Bank of British West Africa (BBWA) was a British Overseas bank that was important in introducing modern banking into the countries that emerged from the UK's West African colonies. In 1957 it changed its name to Bank of West Africa, and in 1965 was acquired by Standard Bank.

History

1891 — Elder Dempster shipping magnate Alfred Lewis Jones (born in Carmarthen, Wales in 1845) and George William Neville (born at Richmond, near London in 1852), the local agent of Elder Dempster & Co. of Liverpool, attempted to develop a banking operation along the Guinea coast
1892 — African Banking Corporation acquired Elder Dempster's banking operations in Lagos, Nigeria. Within a year they wished to close it down. Instead, they sold the operation to A.L. Jones and Elder Dempster
1893 — Elder Dempster helped form Bank of British West Africa (BBWA) which took over the ex-ABC operation in Lagos. Eventually, BBWA established branches in Liverpool, London, and Manchester.
1894 — Elder Dempster Co, were appointed agents in Freetown, Sierra Leone and Bathurst, The Gambia for BBWA. BBWA also took over ABC's Tangier branch.
1896 — BBWA established a branch in Accra, Ghana. Its main business then was the distribution of silver coins, of which it was the sole supplier. As the only bank in the country at the time, it came to play a unique role in the economy, acting as the Central Bank. In 1902, it opened another branch in Sekondi. It opened an agency in Obuasi in 1905, which it raised to the status of a branch in 1909. In 1906 it opened a branch in Kumasi. British Bank of West Africa expanded its network to cover most of the main business centres in the Gold Coast and went on to dominate commercial banking in Ghana
1898 — BBWA established a branch in Freetown, Sierra Leone
1902 — BBWA established a branch in Bathurst, The Gambia
In about 1910 BBWA established a branch in Tenerife, in the Canary Isles
1912 — BBWA took over the activities of Bank of Nigeria, which local merchants had established in 1899 or 1902 to create a competitor to BBWA
1915 — BBWA established a branch in Douala, The Cameroons, following the Anglo-French invasion
1916 — BBWA closed its branch in Douala following Douala's transfer to French administration, but opened an agency in New York City
1918 — BBWA opened a branch in Alexandria, Egypt
1919 — Lloyds Bank and three other banks became shareholders in BBWA
1912 — BBWA re-opened a branch in Douala, French Cameroons, and in Cairo
1923 — Standard Bank of South Africa took over BBWA's New York agency. Lloyds Bank acquired Cox & Co, which had branches in Egypt, but was itself a shareholder in BBWA. To avoid competing with itself, Lloyds had BBWA transfer its Egyptian business to Lloyds Bank. In 1926 Lloyds transferred its operations in Egypt to the National Bank of Egypt
Between 1930 and 1940 BBWA closed most of its branches it had established in Morocco, the Canary Islands and Fernando Po
In 1937 or so, BBWA established a branch in Hamburg, Germany
1953 — BBWA lost its central banking functions in Ghana. The Ghanaian government established the Bank of the Gold Coast to combine commercial banking activities and central banking functions
In 1954 or so BBWA closed its Hamburg branch, which presumably had been in abeyance during World War II and reopened thereafter
1957 — Bank of British West Africa changed its name to Bank of West Africa (BWA)

[TASKS TO PERFORM]
**A)** From the bank history, list each town in Ghana where the bank opened a branch or an agency.
**B)** Using the bank history, answer these:
(i) In what year did the bank change its name to Bank of West Africa?
(ii) Where was George William Neville born?
(iii) Which bank took over the bank's New York agency in 1923?
**C)** Reproduce the stretch of the bank history from "Bank of British West Africa (BBWA) was" through "by Standard Bank.".

[DATASET SECTION]
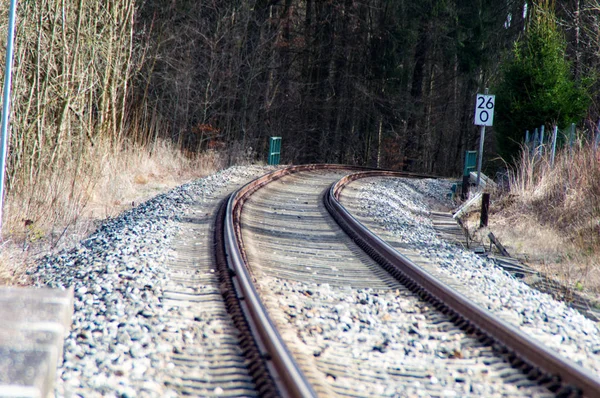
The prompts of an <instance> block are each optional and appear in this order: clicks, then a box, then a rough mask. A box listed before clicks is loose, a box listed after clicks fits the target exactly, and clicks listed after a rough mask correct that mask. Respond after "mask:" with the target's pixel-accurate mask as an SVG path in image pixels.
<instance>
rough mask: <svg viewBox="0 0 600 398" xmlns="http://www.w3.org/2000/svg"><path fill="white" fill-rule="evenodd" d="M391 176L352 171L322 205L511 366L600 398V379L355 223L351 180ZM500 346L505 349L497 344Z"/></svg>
mask: <svg viewBox="0 0 600 398" xmlns="http://www.w3.org/2000/svg"><path fill="white" fill-rule="evenodd" d="M378 175H383V176H388V175H390V173H387V172H386V173H377V172H366V173H354V174H351V175H348V176H346V177H344V178H342V179H341V180H340V181H338V182H337V183H334V184H332V185H331V187H330V189H329V190H328V192H327V193H326V195H325V196H324V202H325V205H326V207H327V209H328V210H329V212H330V213H331V214H332V216H333V217H334V218H335V219H336V221H337V222H338V224H339V225H340V226H341V227H342V229H344V231H346V233H347V234H348V235H350V236H351V237H352V238H353V239H354V241H355V242H356V243H357V244H358V245H359V246H360V247H361V248H362V249H363V250H364V251H366V252H367V253H368V254H369V255H371V256H372V257H373V258H374V259H375V260H376V261H377V262H379V263H380V264H382V265H383V266H384V268H386V269H387V270H388V271H389V272H390V273H391V274H392V275H394V276H395V277H397V278H398V279H399V280H400V281H401V282H402V283H403V284H405V285H406V286H408V287H409V288H411V289H412V290H413V291H415V292H416V293H417V294H419V295H420V296H421V297H422V298H423V299H426V300H428V301H430V302H432V303H433V304H434V305H436V307H437V308H438V309H439V310H441V311H442V312H444V313H446V314H447V315H449V317H450V318H451V320H452V321H453V322H455V323H456V324H458V325H461V328H463V329H464V330H466V331H467V332H469V333H473V334H475V335H476V336H477V337H478V339H479V340H480V341H485V342H488V343H489V344H496V347H497V348H498V349H499V350H500V351H502V352H503V353H504V354H506V355H507V358H508V360H509V362H510V363H511V365H513V366H514V367H516V368H520V369H522V370H523V371H524V372H525V373H528V376H529V378H530V379H531V380H537V381H538V382H539V383H540V384H542V385H546V386H547V387H548V388H549V389H550V390H551V391H553V392H556V393H557V394H560V395H563V394H570V393H576V394H578V393H579V394H583V395H584V396H587V397H600V379H599V378H598V377H597V376H596V375H594V374H592V373H591V372H590V371H588V370H586V369H584V368H583V367H581V366H579V365H577V364H576V363H574V362H572V361H570V360H568V359H566V358H563V357H561V356H559V355H557V354H555V353H554V352H552V351H550V350H549V349H548V348H547V347H545V346H544V345H542V344H540V343H538V342H537V341H534V340H533V339H531V338H529V337H528V336H527V335H525V333H523V332H522V331H520V330H519V329H517V328H516V327H514V326H512V325H510V324H508V323H507V322H504V321H502V320H500V319H498V318H497V317H496V316H494V315H492V314H491V313H490V312H488V311H486V310H484V309H483V308H481V307H479V306H478V305H477V304H475V303H473V302H472V301H471V300H469V299H468V298H466V297H465V296H463V295H462V294H460V293H458V292H456V291H455V290H453V289H451V288H449V287H448V286H446V285H444V284H443V283H442V282H440V281H438V280H437V279H436V278H434V277H432V276H431V275H429V274H428V273H427V272H425V271H424V270H423V269H421V268H420V267H419V266H418V265H416V264H414V263H413V262H412V261H410V260H409V259H408V258H406V257H405V256H403V255H402V254H400V253H399V252H397V251H396V250H395V249H394V248H393V247H392V246H390V245H389V244H388V243H386V242H384V241H383V240H381V239H380V238H379V237H378V236H376V235H375V234H373V233H372V232H371V231H370V230H368V229H367V228H366V227H365V226H364V225H363V224H361V223H360V222H359V221H358V220H356V219H355V218H354V217H353V216H352V215H351V214H350V213H349V212H348V210H346V208H345V207H344V206H343V205H342V204H341V203H340V201H339V195H340V193H341V191H342V189H343V188H344V187H345V186H346V185H348V184H349V183H350V182H351V181H354V180H356V179H359V178H365V177H372V176H378ZM498 343H499V344H500V346H501V348H499V347H498V346H497V345H498Z"/></svg>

[ANSWERS TO THE EXERCISE]
**A)** Accra, Sekondi, Obuasi, Kumasi

**B)**
(i) 1957
(ii) At Richmond, near London
(iii) Standard Bank of South Africa

**C)**
Bank of British West Africa (BBWA) was a British Overseas bank that was important in introducing modern banking into the countries that emerged from the UK's West African colonies. In 1957 it changed its name to Bank of West Africa, and in 1965 was acquired by Standard Bank.